■ Given instruction a
Decide whether each statement agrees with the text on dyeing cellulosic fibers. Answer yes or no for each, and quote the words of the text that decide it. (i) Sulfur and vat dyes are water soluble substances. (ii) After application to the fiber, the leuco dye has to be oxidized to color the fabric permanently. (iii) The text gives viscose rayon as an example of a natural vegetable fiber.

■ Supplied text

Dyeing of various fabrics to impart a color to the fiber has been practiced for many centuries. The color must generally be permanently and uniformly distributed throughout the fiber and not merely superficially applied to the fiber as in painting. Many different types of natural and regenerated cellulosic fibers have been dyed to impart a color. For example, natural fibers, such as the vegetable fibers cotton, linen, jute, and flax have been dyed. Regenerated cellulosic fibers, such as viscose rayon and cellulose acetate, are those produced from natural materials which were altered by man to produce a desired textile material.
It has become accepted, and common, practice to color these materials with well-known sulfur and vat dyes. These dyes are water insoluble substances which are readily converted to a water soluble or leuco form by reducing the sulfur or vat dye in, for example, a solution containing an alkali and sodium sulfide or hydrosulfite.
The leuco forms of sulfur and vat dyes are water soluble and well known to be substantive to cellulosic fibers. After application to the fiber, the leuco dye must be oxidized to permanently color the fabric. The process of U.S. Pat. No. 3,775,047 oxidized the dye with an aqueous oxidizing solution including acetic acid and sodium or potassium iodate. U.S. Pat. No. 4,042,319 disclosed similar oxidation with an aqueous oxidant containing acetic or formic acid, an alkali bromate and an alkali iodate. Oxidizing of vat of sulfur dyes with an aqueous agent containing either a bromate or an iodate compound and a vanadium compound was described in U.S. Pat. No. 4,012,192. Such oxidizing solutions are operable; however, it is desired to provide an improved material suitable to oxidize leuco forms of sulfur and vat dyes.

■ Given instruction b
Extract every line of the records below, reproducing each one without change.

Source records
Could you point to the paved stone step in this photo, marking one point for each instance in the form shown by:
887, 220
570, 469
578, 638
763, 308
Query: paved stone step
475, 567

■ Full solution a
(i) No: "These dyes are water insoluble substances"
(ii) Yes: "After application to the fiber, the leuco dye must be oxidized to permanently color the fabric."
(iii) No: "Regenerated cellulosic fibers, such as viscose rayon and cellulose acetate"

■ Full solution b
Could you point to the paved stone step in this photo, marking one point for each instance in the form shown by:
887, 220
570, 469
578, 638
763, 308
Query: paved stone step
475, 567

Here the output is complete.